What you should do:
Copy every record word for word.

Stored data:
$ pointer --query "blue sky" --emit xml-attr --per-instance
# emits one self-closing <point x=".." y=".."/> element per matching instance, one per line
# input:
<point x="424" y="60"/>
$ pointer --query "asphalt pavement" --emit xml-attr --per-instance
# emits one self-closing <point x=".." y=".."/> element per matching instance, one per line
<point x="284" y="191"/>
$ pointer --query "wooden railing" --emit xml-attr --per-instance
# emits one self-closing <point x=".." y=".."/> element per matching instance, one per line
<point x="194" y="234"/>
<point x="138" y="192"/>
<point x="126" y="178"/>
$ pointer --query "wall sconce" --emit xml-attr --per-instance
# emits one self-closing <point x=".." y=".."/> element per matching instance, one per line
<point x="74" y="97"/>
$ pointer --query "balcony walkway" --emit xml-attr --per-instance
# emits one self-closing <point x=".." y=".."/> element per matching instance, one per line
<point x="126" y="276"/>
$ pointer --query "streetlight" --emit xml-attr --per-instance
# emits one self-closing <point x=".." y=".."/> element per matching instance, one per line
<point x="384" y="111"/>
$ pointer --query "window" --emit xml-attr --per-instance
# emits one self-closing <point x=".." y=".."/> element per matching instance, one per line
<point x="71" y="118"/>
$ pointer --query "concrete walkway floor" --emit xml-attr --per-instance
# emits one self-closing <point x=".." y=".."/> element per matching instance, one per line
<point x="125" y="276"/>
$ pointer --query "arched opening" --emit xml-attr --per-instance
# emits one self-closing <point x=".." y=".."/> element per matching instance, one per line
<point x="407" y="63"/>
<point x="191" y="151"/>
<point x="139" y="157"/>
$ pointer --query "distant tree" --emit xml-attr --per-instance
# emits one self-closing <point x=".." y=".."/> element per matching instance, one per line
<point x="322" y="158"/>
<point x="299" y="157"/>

Exercise result:
$ pointer --query "blue sky" --emit xml-attr --per-instance
# emits one self-closing <point x=".." y=".."/> element per matching instance, one per line
# input:
<point x="424" y="60"/>
$ pointer --query "asphalt pavement" --emit xml-attr --per-instance
# emits one self-closing <point x=".." y=".."/> element per matching instance, one per line
<point x="284" y="191"/>
$ pointer --query "wooden railing" --emit xml-attr --per-instance
# emits one self-closing <point x=".." y=".."/> element per matching instance, one per line
<point x="194" y="234"/>
<point x="138" y="192"/>
<point x="126" y="178"/>
$ pointer --query "wall sconce" --emit xml-attr --per-instance
# emits one self-closing <point x=".." y=".."/> element per matching instance, one per line
<point x="74" y="97"/>
$ pointer --query "balcony walkway" --emit xml-attr --per-instance
# emits one self-closing <point x=".." y=".."/> element per matching instance, one per line
<point x="126" y="276"/>
$ pointer --query "streetlight" --emit xml-attr --per-instance
# emits one self-closing <point x=".." y=".."/> element per matching instance, one per line
<point x="384" y="111"/>
$ pointer --query "window" --emit xml-attr --per-instance
# emits one self-closing <point x=".." y=".."/> element per matching instance, one per line
<point x="71" y="118"/>
$ pointer --query "concrete walkway floor" --emit xml-attr --per-instance
# emits one self-closing <point x=".." y=".."/> element per matching instance, one per line
<point x="125" y="276"/>
$ pointer --query "arched opening" --emit xml-attr --per-instance
# emits one self-closing <point x=".." y=".."/> element per matching instance, one per line
<point x="407" y="63"/>
<point x="191" y="151"/>
<point x="139" y="157"/>
$ pointer --query "distant tree" --emit xml-attr --per-instance
# emits one self-closing <point x=".." y=".."/> element per matching instance, one per line
<point x="322" y="158"/>
<point x="299" y="157"/>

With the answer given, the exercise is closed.